[Extracted records]
-*-*-

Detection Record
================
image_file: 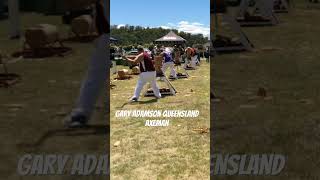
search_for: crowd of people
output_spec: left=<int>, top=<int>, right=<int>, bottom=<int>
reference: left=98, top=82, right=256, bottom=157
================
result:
left=122, top=45, right=206, bottom=102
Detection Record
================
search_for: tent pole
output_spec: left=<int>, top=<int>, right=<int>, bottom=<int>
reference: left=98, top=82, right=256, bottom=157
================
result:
left=8, top=0, right=20, bottom=39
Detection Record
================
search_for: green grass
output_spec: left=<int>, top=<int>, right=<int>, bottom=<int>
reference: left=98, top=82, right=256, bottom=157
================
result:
left=111, top=61, right=210, bottom=179
left=0, top=14, right=107, bottom=180
left=212, top=1, right=320, bottom=179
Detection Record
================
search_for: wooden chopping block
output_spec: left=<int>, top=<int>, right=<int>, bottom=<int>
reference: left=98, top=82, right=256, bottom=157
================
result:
left=154, top=56, right=163, bottom=72
left=118, top=69, right=129, bottom=79
left=132, top=66, right=141, bottom=74
left=25, top=24, right=59, bottom=49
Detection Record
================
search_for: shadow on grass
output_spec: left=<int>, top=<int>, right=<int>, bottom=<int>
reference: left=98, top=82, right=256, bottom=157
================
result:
left=17, top=124, right=110, bottom=148
left=116, top=99, right=158, bottom=109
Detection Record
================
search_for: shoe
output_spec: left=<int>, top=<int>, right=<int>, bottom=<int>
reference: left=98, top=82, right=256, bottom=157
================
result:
left=65, top=115, right=88, bottom=128
left=130, top=97, right=138, bottom=102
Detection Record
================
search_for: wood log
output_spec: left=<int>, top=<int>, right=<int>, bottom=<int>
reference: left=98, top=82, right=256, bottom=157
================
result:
left=25, top=24, right=59, bottom=49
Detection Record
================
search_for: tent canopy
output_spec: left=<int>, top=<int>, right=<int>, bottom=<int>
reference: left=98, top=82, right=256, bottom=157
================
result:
left=155, top=31, right=187, bottom=44
left=110, top=37, right=118, bottom=42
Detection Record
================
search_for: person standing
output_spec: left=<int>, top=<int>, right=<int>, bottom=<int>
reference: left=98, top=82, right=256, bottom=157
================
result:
left=123, top=46, right=161, bottom=102
left=160, top=48, right=177, bottom=79
left=64, top=0, right=110, bottom=128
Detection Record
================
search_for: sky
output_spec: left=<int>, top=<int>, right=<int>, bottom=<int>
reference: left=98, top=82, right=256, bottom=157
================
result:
left=110, top=0, right=210, bottom=37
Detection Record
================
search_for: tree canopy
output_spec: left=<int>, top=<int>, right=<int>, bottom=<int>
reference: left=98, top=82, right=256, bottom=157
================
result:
left=111, top=25, right=208, bottom=46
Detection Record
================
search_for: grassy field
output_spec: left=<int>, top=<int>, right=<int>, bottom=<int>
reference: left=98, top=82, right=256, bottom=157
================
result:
left=211, top=1, right=320, bottom=180
left=110, top=60, right=210, bottom=179
left=0, top=13, right=108, bottom=180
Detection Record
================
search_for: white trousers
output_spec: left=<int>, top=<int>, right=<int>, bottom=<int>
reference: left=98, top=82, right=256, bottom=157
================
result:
left=162, top=62, right=177, bottom=78
left=183, top=56, right=199, bottom=68
left=132, top=71, right=161, bottom=99
left=71, top=35, right=110, bottom=119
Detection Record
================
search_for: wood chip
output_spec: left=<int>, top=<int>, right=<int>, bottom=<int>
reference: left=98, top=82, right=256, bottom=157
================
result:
left=113, top=141, right=121, bottom=147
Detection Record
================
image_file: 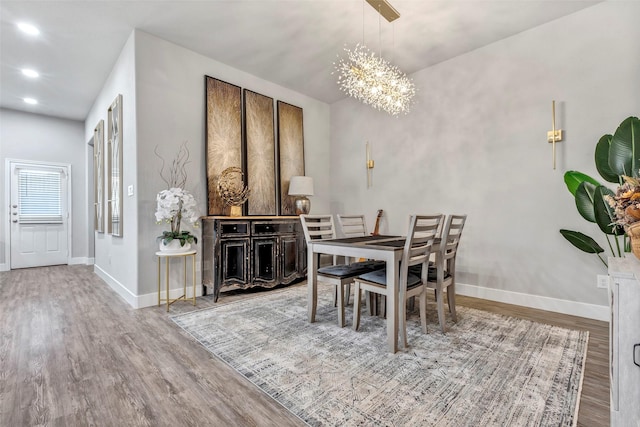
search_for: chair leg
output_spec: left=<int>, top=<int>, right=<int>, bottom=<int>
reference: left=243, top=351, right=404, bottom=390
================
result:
left=364, top=291, right=376, bottom=316
left=420, top=289, right=427, bottom=334
left=447, top=284, right=458, bottom=322
left=336, top=285, right=344, bottom=328
left=398, top=294, right=407, bottom=348
left=436, top=289, right=445, bottom=334
left=353, top=282, right=362, bottom=331
left=344, top=283, right=351, bottom=305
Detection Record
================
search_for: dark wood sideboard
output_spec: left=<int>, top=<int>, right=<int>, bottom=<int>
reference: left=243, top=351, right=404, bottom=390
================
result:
left=202, top=216, right=307, bottom=301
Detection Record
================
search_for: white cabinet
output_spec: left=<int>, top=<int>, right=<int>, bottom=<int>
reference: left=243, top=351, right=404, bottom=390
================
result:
left=609, top=254, right=640, bottom=427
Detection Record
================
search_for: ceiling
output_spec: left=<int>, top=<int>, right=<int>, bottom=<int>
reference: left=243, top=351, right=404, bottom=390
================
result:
left=0, top=0, right=598, bottom=120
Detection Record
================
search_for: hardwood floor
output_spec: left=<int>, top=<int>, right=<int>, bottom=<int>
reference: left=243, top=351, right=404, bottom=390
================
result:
left=0, top=266, right=609, bottom=426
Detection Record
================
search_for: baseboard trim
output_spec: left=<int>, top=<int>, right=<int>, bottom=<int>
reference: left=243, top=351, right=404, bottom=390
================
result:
left=136, top=284, right=202, bottom=308
left=456, top=283, right=610, bottom=322
left=93, top=264, right=139, bottom=308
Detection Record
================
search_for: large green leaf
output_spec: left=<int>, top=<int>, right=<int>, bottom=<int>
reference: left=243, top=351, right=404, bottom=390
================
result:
left=576, top=181, right=596, bottom=222
left=564, top=171, right=600, bottom=196
left=560, top=230, right=604, bottom=254
left=595, top=135, right=620, bottom=184
left=609, top=117, right=640, bottom=177
left=593, top=185, right=624, bottom=236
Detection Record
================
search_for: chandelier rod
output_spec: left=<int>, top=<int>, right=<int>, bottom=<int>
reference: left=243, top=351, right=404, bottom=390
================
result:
left=378, top=5, right=382, bottom=58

-*-*-

=== AIM ===
Reproduce the entire listing with each "Detection Record" switched to "Localization Record" and everything else left unchanged, but leave out the pictures.

=== SOLUTION TO THIS TASK ===
Localization Record
================
image_file: 
search_for: crowd of people
output_spec: left=<int>, top=<int>, right=<int>, bottom=<int>
reference: left=98, top=82, right=256, bottom=157
================
result:
left=122, top=45, right=206, bottom=102
Localization Record
================
search_for: tent pole
output_spec: left=<int>, top=<int>, right=<int>, bottom=<int>
reference: left=98, top=82, right=256, bottom=157
================
result:
left=8, top=0, right=20, bottom=39
Localization Record
================
search_for: green grass
output_spec: left=<int>, top=<int>, right=<int>, bottom=<int>
reference: left=98, top=82, right=256, bottom=157
================
result:
left=111, top=61, right=210, bottom=179
left=0, top=14, right=107, bottom=180
left=212, top=1, right=320, bottom=179
Localization Record
================
search_for: wooden chopping block
output_spec: left=<int>, top=<int>, right=<int>, bottom=<int>
reference: left=98, top=82, right=256, bottom=157
================
result:
left=154, top=56, right=163, bottom=72
left=118, top=69, right=129, bottom=79
left=132, top=66, right=141, bottom=74
left=25, top=24, right=59, bottom=49
Localization Record
================
search_for: shadow on grass
output_spec: left=<int>, top=<int>, right=<int>, bottom=<int>
reference: left=98, top=82, right=256, bottom=157
================
result:
left=17, top=124, right=110, bottom=148
left=116, top=99, right=158, bottom=109
Localization Record
================
search_for: shoe
output_spec: left=<int>, top=<int>, right=<int>, bottom=<int>
reference: left=98, top=82, right=256, bottom=157
================
result:
left=65, top=115, right=88, bottom=128
left=130, top=97, right=138, bottom=102
Localization Record
================
search_for: wood log
output_spec: left=<int>, top=<int>, right=<int>, bottom=<int>
reference: left=98, top=82, right=256, bottom=157
================
result:
left=25, top=24, right=59, bottom=49
Localization Record
================
search_for: tent canopy
output_spec: left=<int>, top=<int>, right=<int>, bottom=<int>
reference: left=98, top=82, right=256, bottom=157
================
result:
left=155, top=31, right=187, bottom=44
left=110, top=37, right=118, bottom=42
Localization Record
================
search_for: person standing
output_spec: left=<int>, top=<int>, right=<int>, bottom=<int>
reference: left=98, top=82, right=256, bottom=157
================
result:
left=123, top=46, right=161, bottom=102
left=160, top=48, right=177, bottom=79
left=64, top=0, right=110, bottom=128
Localization Record
================
search_for: sky
output_spec: left=<int>, top=<int>, right=<int>, bottom=<int>
reference: left=98, top=82, right=256, bottom=157
================
result:
left=110, top=0, right=210, bottom=37
Localization Record
================
search_for: tree canopy
output_spec: left=<int>, top=<int>, right=<int>, bottom=<int>
reference: left=98, top=82, right=256, bottom=157
================
result:
left=111, top=25, right=208, bottom=46
Localization Record
================
search_for: grassy field
output_spec: left=<int>, top=<int>, right=<int>, bottom=<int>
reference: left=98, top=82, right=256, bottom=157
================
result:
left=211, top=1, right=320, bottom=180
left=110, top=60, right=210, bottom=179
left=0, top=13, right=108, bottom=180
Localization Record
================
search_for: white trousers
output_spec: left=<int>, top=<int>, right=<int>, bottom=<int>
reference: left=98, top=82, right=256, bottom=157
================
result:
left=162, top=62, right=177, bottom=78
left=183, top=56, right=199, bottom=68
left=132, top=71, right=161, bottom=99
left=71, top=35, right=110, bottom=119
Localization Record
================
search_for: wood chip
output_spec: left=<int>, top=<int>, right=<int>, bottom=<int>
reference: left=98, top=82, right=256, bottom=157
================
result:
left=113, top=141, right=121, bottom=147
Localization Record
================
image_file: 
search_for: chair leg
output_spec: left=<int>, top=<int>, right=<int>, bottom=<int>
reference: left=243, top=351, right=404, bottom=390
================
result:
left=364, top=291, right=376, bottom=316
left=420, top=289, right=427, bottom=334
left=447, top=284, right=458, bottom=322
left=336, top=285, right=344, bottom=328
left=398, top=294, right=407, bottom=348
left=436, top=289, right=445, bottom=334
left=353, top=282, right=362, bottom=331
left=344, top=283, right=351, bottom=305
Localization Record
================
search_for: dark wood sideboard
output_spec: left=<int>, top=<int>, right=<int>, bottom=<int>
reference: left=243, top=351, right=404, bottom=390
================
result:
left=202, top=216, right=307, bottom=301
Localization Record
================
search_for: white cabinet
output_spec: left=<int>, top=<int>, right=<int>, bottom=<int>
reference: left=243, top=351, right=404, bottom=390
================
result:
left=609, top=254, right=640, bottom=427
Localization Record
================
search_for: ceiling
output_spec: left=<int>, top=<int>, right=<int>, bottom=<int>
reference: left=243, top=351, right=404, bottom=390
================
result:
left=0, top=0, right=598, bottom=120
Localization Record
================
search_for: hardwood floor
output_spec: left=<int>, top=<int>, right=<int>, bottom=<int>
reference: left=243, top=351, right=404, bottom=390
================
result:
left=0, top=266, right=609, bottom=426
Localization Record
================
search_for: baseboard trim
output_spec: left=<int>, top=<int>, right=<int>, bottom=<int>
reference: left=243, top=351, right=404, bottom=390
================
result:
left=136, top=284, right=202, bottom=308
left=456, top=283, right=610, bottom=322
left=93, top=264, right=139, bottom=308
Localization Record
================
search_for: large green leaf
output_spec: left=<int>, top=<int>, right=<int>, bottom=<int>
reference: left=243, top=351, right=404, bottom=390
================
result:
left=576, top=181, right=596, bottom=222
left=564, top=171, right=600, bottom=196
left=560, top=230, right=604, bottom=254
left=595, top=135, right=620, bottom=184
left=609, top=117, right=640, bottom=177
left=593, top=185, right=624, bottom=236
Localization Record
================
search_for: chandelier rod
output_spec: left=<int>, top=<int>, right=<int>, bottom=<int>
reference: left=243, top=351, right=404, bottom=390
================
result:
left=378, top=5, right=382, bottom=58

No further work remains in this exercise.